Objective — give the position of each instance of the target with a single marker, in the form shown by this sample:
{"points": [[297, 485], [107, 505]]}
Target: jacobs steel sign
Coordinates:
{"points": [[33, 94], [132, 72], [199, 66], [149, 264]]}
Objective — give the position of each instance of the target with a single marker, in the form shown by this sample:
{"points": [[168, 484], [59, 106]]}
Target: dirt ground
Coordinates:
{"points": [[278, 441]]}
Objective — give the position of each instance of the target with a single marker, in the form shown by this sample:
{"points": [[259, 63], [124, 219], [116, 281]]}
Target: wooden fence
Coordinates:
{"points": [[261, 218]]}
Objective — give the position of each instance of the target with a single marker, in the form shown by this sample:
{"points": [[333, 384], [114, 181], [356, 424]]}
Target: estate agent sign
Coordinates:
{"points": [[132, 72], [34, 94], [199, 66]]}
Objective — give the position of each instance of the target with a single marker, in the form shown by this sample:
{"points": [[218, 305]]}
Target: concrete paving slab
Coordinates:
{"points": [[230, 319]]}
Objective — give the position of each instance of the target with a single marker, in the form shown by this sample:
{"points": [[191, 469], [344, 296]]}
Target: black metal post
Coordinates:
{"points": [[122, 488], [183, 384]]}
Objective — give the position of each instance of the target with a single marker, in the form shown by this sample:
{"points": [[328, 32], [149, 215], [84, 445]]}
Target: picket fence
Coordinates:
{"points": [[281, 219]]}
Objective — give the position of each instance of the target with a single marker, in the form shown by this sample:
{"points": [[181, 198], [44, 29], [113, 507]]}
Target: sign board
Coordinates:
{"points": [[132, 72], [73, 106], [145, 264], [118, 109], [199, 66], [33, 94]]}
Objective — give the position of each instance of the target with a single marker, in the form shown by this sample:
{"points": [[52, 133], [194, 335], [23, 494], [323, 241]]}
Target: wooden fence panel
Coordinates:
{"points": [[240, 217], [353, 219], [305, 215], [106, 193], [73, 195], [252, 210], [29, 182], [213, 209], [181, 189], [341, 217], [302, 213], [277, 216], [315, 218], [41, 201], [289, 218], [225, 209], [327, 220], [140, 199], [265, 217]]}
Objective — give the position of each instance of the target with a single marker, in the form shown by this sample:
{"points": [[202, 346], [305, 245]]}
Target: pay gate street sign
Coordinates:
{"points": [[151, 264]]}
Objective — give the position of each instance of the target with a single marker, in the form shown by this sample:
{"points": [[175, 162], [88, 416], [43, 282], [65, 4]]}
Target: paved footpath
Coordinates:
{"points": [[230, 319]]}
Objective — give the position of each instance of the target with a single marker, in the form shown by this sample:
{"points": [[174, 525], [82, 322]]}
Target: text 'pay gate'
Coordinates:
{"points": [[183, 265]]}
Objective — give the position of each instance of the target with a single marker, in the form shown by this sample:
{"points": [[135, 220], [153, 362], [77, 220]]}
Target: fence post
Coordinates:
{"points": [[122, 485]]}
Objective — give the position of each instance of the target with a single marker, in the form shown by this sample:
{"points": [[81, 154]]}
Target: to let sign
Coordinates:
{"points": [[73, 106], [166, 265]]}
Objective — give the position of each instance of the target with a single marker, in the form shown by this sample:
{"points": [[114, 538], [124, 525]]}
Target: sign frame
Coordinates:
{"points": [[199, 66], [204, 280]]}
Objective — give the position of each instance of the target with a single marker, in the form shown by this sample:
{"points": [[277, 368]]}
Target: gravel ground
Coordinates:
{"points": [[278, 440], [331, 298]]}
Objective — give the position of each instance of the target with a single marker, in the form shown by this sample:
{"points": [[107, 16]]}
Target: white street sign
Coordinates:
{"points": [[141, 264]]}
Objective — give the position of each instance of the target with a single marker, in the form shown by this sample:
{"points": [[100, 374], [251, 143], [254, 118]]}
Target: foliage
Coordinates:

## EXERCISE OBJECTIVE
Could you quote the material above in full, exactly as it stands?

## WORKED SOLUTION
Objective — give the position of each instance of the target with a single marker, in the form shown by this sample:
{"points": [[297, 485], [107, 505]]}
Target: jacobs steel sign
Coordinates:
{"points": [[33, 94], [132, 72], [199, 66], [149, 264]]}
Objective — give the position of each instance of the target with a single marker, in the form shown by this sample:
{"points": [[168, 484], [59, 106]]}
Target: dirt ground
Coordinates:
{"points": [[278, 441]]}
Objective — give the position of each instance of the target with a single marker, in the form shown by this sample:
{"points": [[259, 63], [124, 219], [116, 281]]}
Target: wooden fence
Coordinates:
{"points": [[261, 218]]}
Objective — give the position of each instance of the target with a single marker, in the form shown by this sample:
{"points": [[333, 384], [114, 181], [356, 424]]}
Target: estate agent sign
Coordinates:
{"points": [[132, 72], [34, 94], [199, 66]]}
Objective — give the position of each instance of the target with a single marker, in the form shown by this sample:
{"points": [[218, 305]]}
Target: concrete paving slab
Coordinates:
{"points": [[230, 319]]}
Objective — give the position of each instance of the target with a single marker, in the form shown by this sample:
{"points": [[191, 469], [344, 296]]}
Target: black metal post
Coordinates:
{"points": [[122, 488], [183, 384]]}
Objective — give the position of each instance of the target with a single marker, in the form shown by this sample:
{"points": [[328, 32], [149, 215], [84, 445]]}
Target: picket fence
Coordinates:
{"points": [[281, 219]]}
Objective — give the position of each instance of the target with a single marker, in the form shown by this sample:
{"points": [[181, 198], [44, 29], [113, 507]]}
Target: sign board
Coordinates:
{"points": [[132, 72], [73, 106], [145, 264], [118, 109], [199, 66], [33, 94]]}
Objective — give the position of each instance of the target with a single marker, in the form shown by this sample:
{"points": [[52, 133], [194, 335], [23, 494], [323, 241]]}
Target: wooden fence panel
Coordinates:
{"points": [[240, 217], [353, 219], [305, 215], [106, 193], [73, 195], [252, 210], [29, 182], [213, 209], [181, 189], [341, 217], [302, 213], [277, 216], [315, 218], [41, 201], [289, 218], [225, 209], [327, 220], [140, 199], [265, 217]]}
Objective — give the position of each instance of the target with a single marker, in the form shown by this sample:
{"points": [[202, 346], [305, 245]]}
Target: pay gate street sign
Coordinates:
{"points": [[151, 264]]}
Objective — give the position of each instance of the target with a single marker, in the form shown by this sample:
{"points": [[175, 162], [88, 416], [43, 282], [65, 4]]}
Target: paved footpath
Coordinates:
{"points": [[230, 319]]}
Objective — give the position of each instance of the target with a single marker, in the form shown by this sample:
{"points": [[174, 525], [82, 322]]}
Target: text 'pay gate'
Coordinates:
{"points": [[183, 265]]}
Objective — give the position of each instance of the target with a single marker, in the form shown by this sample:
{"points": [[135, 220], [153, 362], [77, 220]]}
Target: fence post
Coordinates:
{"points": [[122, 485]]}
Objective — give the position of each instance of the target with a single marker, in the form shown by this sample:
{"points": [[81, 154]]}
Target: to let sign
Coordinates:
{"points": [[73, 106], [166, 265]]}
Objective — give the position of each instance of the target with a single marker, in the form shown by this sample:
{"points": [[114, 538], [124, 525]]}
Target: sign frame
Coordinates:
{"points": [[199, 66], [204, 280]]}
Objective — give the position of each instance of the target with a single marker, in the form shown by this sample:
{"points": [[277, 368]]}
Target: gravel ground
Coordinates:
{"points": [[278, 440], [331, 298]]}
Objective — give the position of each instance of the target with a single marker, in the form shown by this sample:
{"points": [[107, 16]]}
Target: white street sign
Coordinates:
{"points": [[141, 264]]}
Objective — give the position of each instance of the target with a single marker, in the form shown by this sample:
{"points": [[100, 374], [251, 143], [254, 118]]}
Target: foliage
Coordinates:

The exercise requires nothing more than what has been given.